### What is required
Replace "baseball cap" with "ball cap" in the records, starting with the line that contains "--detect car headlight --source image" and going on through the line that contains "[158,216,220,247]". Give only those lines, with everything else unchanged.

-*-*-

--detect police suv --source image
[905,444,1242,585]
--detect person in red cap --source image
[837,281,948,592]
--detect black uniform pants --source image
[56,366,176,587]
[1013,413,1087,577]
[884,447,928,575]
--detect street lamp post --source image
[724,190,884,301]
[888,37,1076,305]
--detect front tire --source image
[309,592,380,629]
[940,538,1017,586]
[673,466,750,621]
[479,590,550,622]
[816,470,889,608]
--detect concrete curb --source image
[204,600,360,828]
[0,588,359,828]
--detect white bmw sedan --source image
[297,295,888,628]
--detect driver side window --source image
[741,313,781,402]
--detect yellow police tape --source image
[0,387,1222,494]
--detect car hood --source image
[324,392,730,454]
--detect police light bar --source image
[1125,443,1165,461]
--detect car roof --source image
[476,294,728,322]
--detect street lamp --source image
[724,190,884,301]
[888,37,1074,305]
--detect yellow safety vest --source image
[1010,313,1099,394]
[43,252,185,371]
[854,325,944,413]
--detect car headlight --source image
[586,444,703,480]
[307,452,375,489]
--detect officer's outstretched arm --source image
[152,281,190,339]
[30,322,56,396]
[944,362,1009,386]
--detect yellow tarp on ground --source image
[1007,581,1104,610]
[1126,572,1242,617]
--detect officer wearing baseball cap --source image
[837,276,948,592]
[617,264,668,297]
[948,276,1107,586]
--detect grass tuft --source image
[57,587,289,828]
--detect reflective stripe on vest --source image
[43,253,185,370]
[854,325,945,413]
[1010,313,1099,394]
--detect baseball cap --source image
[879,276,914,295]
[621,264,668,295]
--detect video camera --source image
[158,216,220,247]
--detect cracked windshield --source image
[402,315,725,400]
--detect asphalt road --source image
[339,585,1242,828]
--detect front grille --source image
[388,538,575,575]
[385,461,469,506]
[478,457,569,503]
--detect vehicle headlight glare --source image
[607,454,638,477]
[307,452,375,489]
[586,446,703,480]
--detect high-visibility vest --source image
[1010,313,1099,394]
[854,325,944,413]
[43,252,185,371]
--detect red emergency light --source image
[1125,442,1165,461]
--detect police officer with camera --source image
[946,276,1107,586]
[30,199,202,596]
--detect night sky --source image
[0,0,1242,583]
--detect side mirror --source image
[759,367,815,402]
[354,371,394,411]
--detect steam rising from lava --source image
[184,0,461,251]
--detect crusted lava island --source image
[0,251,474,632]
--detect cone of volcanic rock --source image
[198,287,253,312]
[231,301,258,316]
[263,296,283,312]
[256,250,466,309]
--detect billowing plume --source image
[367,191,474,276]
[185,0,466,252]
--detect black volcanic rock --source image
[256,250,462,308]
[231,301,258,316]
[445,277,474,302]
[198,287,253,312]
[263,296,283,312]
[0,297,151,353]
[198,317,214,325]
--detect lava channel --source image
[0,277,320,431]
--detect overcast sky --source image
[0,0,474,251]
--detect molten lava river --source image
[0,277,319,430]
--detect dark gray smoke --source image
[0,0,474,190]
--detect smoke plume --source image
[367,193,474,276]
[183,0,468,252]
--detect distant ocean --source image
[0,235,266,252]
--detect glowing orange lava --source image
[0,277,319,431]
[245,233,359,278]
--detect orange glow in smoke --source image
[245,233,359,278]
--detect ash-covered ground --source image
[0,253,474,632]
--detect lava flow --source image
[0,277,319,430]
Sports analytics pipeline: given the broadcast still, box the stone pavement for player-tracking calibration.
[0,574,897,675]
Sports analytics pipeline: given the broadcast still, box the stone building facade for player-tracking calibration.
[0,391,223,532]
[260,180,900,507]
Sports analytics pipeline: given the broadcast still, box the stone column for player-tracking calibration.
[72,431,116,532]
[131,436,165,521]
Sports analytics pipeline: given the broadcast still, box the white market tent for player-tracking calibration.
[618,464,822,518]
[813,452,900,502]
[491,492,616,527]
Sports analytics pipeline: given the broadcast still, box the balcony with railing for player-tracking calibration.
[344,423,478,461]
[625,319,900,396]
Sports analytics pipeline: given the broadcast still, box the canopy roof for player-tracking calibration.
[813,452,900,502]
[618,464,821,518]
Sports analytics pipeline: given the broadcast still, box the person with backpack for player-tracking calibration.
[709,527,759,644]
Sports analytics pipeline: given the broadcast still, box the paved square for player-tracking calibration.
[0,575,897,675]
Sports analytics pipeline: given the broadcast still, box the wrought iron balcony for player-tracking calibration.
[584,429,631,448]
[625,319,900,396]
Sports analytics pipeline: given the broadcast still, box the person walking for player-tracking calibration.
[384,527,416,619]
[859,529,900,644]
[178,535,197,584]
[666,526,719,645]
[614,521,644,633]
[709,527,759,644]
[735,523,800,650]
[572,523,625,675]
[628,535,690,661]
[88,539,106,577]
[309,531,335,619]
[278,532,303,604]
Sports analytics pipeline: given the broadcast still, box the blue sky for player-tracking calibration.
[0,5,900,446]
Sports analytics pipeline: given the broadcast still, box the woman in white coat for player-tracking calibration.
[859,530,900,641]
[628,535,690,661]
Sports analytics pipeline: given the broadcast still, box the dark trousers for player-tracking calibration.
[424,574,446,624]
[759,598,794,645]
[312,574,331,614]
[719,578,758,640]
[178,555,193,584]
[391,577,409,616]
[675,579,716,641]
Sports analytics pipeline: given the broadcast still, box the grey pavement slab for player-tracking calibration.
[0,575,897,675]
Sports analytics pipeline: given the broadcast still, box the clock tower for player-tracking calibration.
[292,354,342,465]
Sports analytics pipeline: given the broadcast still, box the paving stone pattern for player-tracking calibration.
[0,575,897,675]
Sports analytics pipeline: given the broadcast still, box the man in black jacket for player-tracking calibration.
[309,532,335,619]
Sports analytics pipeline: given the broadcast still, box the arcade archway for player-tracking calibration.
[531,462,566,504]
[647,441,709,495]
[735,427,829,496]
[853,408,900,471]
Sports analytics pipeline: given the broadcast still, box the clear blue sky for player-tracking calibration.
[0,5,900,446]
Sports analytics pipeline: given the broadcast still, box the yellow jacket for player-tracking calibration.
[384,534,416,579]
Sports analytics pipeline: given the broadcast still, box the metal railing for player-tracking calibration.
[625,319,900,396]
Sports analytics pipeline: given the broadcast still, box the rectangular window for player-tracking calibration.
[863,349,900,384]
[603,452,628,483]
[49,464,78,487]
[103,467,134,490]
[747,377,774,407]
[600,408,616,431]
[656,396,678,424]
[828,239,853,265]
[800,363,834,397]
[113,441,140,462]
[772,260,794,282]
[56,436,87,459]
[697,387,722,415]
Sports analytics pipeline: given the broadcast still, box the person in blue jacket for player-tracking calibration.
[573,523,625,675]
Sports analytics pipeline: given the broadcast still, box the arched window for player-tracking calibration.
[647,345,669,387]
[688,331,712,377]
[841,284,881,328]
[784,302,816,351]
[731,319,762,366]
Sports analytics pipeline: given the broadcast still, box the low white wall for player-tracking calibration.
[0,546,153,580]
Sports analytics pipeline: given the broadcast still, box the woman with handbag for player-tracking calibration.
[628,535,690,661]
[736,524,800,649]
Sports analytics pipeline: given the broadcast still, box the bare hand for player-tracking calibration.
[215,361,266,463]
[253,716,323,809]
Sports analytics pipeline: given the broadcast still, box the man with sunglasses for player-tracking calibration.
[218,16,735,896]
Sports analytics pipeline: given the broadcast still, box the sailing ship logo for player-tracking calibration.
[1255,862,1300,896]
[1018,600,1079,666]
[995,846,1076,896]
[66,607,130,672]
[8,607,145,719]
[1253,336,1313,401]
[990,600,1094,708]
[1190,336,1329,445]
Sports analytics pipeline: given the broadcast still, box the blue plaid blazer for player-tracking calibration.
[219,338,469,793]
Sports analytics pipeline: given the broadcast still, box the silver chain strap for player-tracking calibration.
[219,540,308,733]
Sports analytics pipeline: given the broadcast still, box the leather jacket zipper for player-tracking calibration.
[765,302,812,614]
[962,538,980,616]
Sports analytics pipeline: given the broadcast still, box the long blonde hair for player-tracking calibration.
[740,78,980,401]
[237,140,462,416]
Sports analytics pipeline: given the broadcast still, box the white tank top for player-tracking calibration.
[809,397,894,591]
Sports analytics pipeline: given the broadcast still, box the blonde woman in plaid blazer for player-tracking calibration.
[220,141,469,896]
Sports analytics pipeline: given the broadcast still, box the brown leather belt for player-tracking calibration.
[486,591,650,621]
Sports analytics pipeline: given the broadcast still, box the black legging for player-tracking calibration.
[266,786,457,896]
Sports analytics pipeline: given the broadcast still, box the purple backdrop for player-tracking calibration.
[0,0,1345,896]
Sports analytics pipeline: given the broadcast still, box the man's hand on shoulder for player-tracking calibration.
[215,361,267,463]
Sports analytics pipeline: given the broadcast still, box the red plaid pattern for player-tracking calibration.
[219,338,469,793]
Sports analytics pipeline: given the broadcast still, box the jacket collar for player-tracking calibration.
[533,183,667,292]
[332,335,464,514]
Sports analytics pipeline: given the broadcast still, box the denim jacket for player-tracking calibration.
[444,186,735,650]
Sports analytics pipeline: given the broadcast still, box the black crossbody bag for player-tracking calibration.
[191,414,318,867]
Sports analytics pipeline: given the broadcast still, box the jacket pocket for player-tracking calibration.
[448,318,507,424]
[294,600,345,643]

-*-*-

### Worked solution
--detect car headlight --source image
[586,444,703,480]
[307,452,375,489]
--detect officer's outstretched arm --source image
[152,281,190,339]
[30,322,56,396]
[944,362,1009,386]
--detect yellow tarp on ground --source image
[1007,581,1104,610]
[1126,572,1242,617]
--detect officer wearing ball cap --source image
[837,276,948,592]
[617,264,668,297]
[948,276,1107,586]
--detect grass tuft --source image
[57,587,289,828]
--detect reflective stripe on vest --source image
[43,253,185,370]
[854,325,945,413]
[1010,313,1099,394]
--detect ball cap --source image
[879,276,914,295]
[621,264,668,295]
--detect video camera --source image
[158,216,220,247]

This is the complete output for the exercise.